*** RECORDS PROVIDED ***
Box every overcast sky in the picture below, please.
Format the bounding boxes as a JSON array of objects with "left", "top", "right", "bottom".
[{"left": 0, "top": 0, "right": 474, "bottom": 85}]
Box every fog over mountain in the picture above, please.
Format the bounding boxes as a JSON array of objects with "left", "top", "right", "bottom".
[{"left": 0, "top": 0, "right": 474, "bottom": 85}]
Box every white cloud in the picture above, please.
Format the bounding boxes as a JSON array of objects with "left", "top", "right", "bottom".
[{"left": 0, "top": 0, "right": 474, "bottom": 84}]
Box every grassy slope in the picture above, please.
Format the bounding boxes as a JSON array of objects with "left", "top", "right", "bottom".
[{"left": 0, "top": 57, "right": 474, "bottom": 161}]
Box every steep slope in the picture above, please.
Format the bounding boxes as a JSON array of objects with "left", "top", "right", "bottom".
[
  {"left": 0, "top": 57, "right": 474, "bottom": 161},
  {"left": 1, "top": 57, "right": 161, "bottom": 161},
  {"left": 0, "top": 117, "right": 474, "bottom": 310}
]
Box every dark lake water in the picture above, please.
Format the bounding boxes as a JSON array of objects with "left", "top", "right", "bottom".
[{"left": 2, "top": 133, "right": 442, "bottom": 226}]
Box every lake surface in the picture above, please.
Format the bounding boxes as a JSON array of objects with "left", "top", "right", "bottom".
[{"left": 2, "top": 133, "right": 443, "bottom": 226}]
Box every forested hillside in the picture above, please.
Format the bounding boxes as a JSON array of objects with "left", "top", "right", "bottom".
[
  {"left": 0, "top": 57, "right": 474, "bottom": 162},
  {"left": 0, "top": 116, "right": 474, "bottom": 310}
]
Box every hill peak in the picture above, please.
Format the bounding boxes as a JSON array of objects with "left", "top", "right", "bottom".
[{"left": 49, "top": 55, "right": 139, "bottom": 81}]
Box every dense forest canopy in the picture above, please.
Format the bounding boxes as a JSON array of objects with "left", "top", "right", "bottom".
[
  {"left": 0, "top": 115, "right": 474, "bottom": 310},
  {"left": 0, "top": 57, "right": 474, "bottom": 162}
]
***
→ **WHAT THE TASK ASKS**
Rewrite the records above so that every "JSON array of objects" becomes "JSON list of objects", and change nothing else.

→ **RESULT FOR THIS EXERCISE**
Box every overcast sky in the picture below, please.
Format the bounding boxes as a JSON list of objects with "left", "top", "right", "bottom".
[{"left": 0, "top": 0, "right": 474, "bottom": 85}]
Box every fog over mountain in the picture above, please.
Format the bounding boxes as a JSON list of objects with "left", "top", "right", "bottom".
[{"left": 0, "top": 0, "right": 474, "bottom": 85}]
Box every white cloud in the picture above, please.
Format the bounding boxes as a JSON list of objects with "left", "top", "right", "bottom".
[{"left": 0, "top": 0, "right": 474, "bottom": 84}]
Box every grassy slope in the picture above, please.
Format the bounding boxes as a JSON list of objects with "left", "top", "right", "bottom".
[{"left": 0, "top": 57, "right": 474, "bottom": 161}]
Box every steep slope in the picture above, please.
Format the bounding boxes as a JSON list of objects with "left", "top", "right", "bottom".
[
  {"left": 0, "top": 57, "right": 474, "bottom": 161},
  {"left": 1, "top": 57, "right": 161, "bottom": 161},
  {"left": 0, "top": 117, "right": 474, "bottom": 310}
]
Box every dark lake water in the picture above, please.
Format the bounding boxes as a JSON list of objects with "left", "top", "right", "bottom".
[{"left": 2, "top": 133, "right": 442, "bottom": 226}]
Box every lake surface in the picture above, please.
Format the bounding boxes as a JSON list of objects with "left", "top", "right", "bottom".
[{"left": 2, "top": 133, "right": 443, "bottom": 226}]
Box every forested hillside in the picture above, please.
Format the bounding boxes as a JSON list of objects with "left", "top", "right", "bottom".
[
  {"left": 0, "top": 57, "right": 474, "bottom": 162},
  {"left": 0, "top": 116, "right": 474, "bottom": 310}
]
Box every hill peak in the picture above, please.
Format the bounding boxes as a JSON list of objects with "left", "top", "right", "bottom".
[{"left": 49, "top": 55, "right": 139, "bottom": 81}]
Box every dense forest canopy in the picture above, please.
Format the bounding boxes as a JSON list of objects with "left", "top", "right", "bottom".
[
  {"left": 0, "top": 115, "right": 474, "bottom": 310},
  {"left": 0, "top": 57, "right": 474, "bottom": 162}
]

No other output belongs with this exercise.